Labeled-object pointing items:

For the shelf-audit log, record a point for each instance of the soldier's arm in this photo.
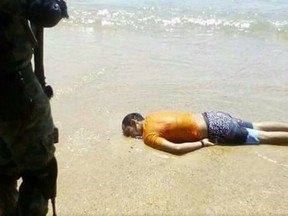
(13, 7)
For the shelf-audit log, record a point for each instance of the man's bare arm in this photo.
(182, 148)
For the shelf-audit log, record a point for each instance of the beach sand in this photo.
(98, 79)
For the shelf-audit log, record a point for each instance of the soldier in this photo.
(26, 125)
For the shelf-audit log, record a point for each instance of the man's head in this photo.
(132, 125)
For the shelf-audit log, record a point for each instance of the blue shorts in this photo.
(223, 128)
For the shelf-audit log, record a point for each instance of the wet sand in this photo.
(103, 173)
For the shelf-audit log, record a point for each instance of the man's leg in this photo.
(8, 195)
(31, 200)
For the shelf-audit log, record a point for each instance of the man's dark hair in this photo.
(131, 116)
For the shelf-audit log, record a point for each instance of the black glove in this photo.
(47, 13)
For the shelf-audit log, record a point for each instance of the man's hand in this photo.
(46, 13)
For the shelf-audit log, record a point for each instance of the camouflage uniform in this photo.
(26, 125)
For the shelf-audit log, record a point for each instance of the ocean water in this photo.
(192, 54)
(112, 57)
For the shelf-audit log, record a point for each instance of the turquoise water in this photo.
(209, 54)
(256, 17)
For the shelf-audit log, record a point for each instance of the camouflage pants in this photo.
(28, 202)
(27, 141)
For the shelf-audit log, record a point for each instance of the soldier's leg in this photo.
(37, 188)
(8, 195)
(31, 200)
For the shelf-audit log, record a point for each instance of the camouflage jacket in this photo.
(16, 38)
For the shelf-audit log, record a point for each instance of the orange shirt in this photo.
(176, 127)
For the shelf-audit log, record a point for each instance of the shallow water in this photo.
(114, 57)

▶ **What to work on**
Rewrite all of the items above as a numbered list, one line per item with no blank lines in between, and leave the pictures out.

▶ **Output**
1. For the shelf-audit log, record a point for each instance of the soldier's arm in this photo.
2. (13, 7)
3. For the shelf-audit log, record a point for each instance of the man's bare arm in this photo.
4. (182, 148)
5. For the shelf-audit log, record a point for each instance of the beach sand in this photo.
6. (98, 79)
7. For the shelf-audit log, record a point for each instance of the soldier in this photo.
8. (26, 125)
9. For the shelf-audit log, record a point for each instance of the man's head in this photo.
10. (132, 125)
11. For the shelf-audit log, record a point for each instance of the blue shorts in this photo.
12. (223, 128)
13. For the shelf-audit log, record a point for each instance of the wet sand in this photo.
14. (103, 173)
15. For the shelf-audit log, record a point for each instance of the man's leg in this photo.
16. (8, 195)
17. (31, 200)
18. For the shelf-audit log, record a point for each instance of the man's dark hair in this photo.
19. (131, 116)
20. For the shelf-audit log, record a point for each instance of the black glove in this photo.
21. (47, 13)
22. For the shelf-audit log, record a point for each instance of the man's hand in this photo.
23. (46, 13)
24. For the shelf-audit log, record a point for each instance of the camouflage uniform in this photo.
25. (26, 125)
26. For the shelf-audit log, record a point for each instance of the ocean water in this photo.
27. (192, 54)
28. (112, 57)
29. For the shelf-audit log, record a point for each instance of the turquoise water in this photo.
30. (209, 54)
31. (256, 17)
32. For the shelf-audit log, record a point for each instance of the camouflage pants in this photo.
33. (28, 202)
34. (27, 141)
35. For the shelf-audit log, record a point for each instance of the soldier's leg in this photo.
36. (37, 188)
37. (8, 195)
38. (31, 200)
39. For the shelf-audit log, record a point for each instance of the camouflage jacket in this photo.
40. (16, 38)
41. For the shelf-audit log, record a point for each instance of the orange shirt in this photo.
42. (176, 127)
43. For the shelf-audit log, record a point for each instance of the shallow water in this photo.
44. (114, 57)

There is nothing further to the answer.